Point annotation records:
_ _ _ _ _
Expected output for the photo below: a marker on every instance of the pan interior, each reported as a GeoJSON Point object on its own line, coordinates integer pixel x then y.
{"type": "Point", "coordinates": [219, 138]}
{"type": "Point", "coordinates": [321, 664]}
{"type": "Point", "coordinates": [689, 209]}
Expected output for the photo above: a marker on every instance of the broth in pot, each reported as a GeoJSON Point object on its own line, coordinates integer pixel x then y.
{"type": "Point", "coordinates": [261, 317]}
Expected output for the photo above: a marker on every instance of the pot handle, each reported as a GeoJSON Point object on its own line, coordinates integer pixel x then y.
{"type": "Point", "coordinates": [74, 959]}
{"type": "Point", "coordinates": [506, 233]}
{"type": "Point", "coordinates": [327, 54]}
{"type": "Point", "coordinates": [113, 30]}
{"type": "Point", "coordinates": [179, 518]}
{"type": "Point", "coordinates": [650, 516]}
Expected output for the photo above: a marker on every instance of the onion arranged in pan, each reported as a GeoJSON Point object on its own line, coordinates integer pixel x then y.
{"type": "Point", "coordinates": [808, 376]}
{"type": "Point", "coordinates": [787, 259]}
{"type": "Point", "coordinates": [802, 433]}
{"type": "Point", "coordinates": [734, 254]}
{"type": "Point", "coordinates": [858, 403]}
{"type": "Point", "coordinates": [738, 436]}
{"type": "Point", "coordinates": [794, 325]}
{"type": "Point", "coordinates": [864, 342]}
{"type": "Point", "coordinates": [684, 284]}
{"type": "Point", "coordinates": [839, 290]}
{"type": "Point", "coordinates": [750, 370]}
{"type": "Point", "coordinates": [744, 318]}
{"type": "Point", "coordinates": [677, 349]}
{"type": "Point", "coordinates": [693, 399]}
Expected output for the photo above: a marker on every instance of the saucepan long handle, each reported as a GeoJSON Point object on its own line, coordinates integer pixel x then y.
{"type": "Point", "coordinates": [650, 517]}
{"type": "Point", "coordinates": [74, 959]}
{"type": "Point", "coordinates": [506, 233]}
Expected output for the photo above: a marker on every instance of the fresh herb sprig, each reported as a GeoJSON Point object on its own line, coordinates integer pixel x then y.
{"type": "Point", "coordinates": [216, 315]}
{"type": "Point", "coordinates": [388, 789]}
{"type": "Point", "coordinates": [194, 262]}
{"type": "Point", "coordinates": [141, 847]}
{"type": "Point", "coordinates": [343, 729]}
_ _ _ _ _
Goal - Rewrite the part of the records that opens with the line containing "of the saucepan" and runs through the end of the records, changing "integer pixel" to "whole-number pixel" and leaving everything else as it is.

Result of the task -
Expected output for the photo above: a marker on every instance of the saucepan long handle, each reported as a GeoJSON Point object on its own line, coordinates whole-number pixel x then y.
{"type": "Point", "coordinates": [650, 517]}
{"type": "Point", "coordinates": [74, 959]}
{"type": "Point", "coordinates": [506, 233]}
Expected output for the photo above: a marker on every instance of the fresh herb sprig, each reported as a GeoJSON Point object on its own line, coordinates whole-number pixel x then y.
{"type": "Point", "coordinates": [216, 315]}
{"type": "Point", "coordinates": [388, 789]}
{"type": "Point", "coordinates": [194, 262]}
{"type": "Point", "coordinates": [141, 847]}
{"type": "Point", "coordinates": [343, 729]}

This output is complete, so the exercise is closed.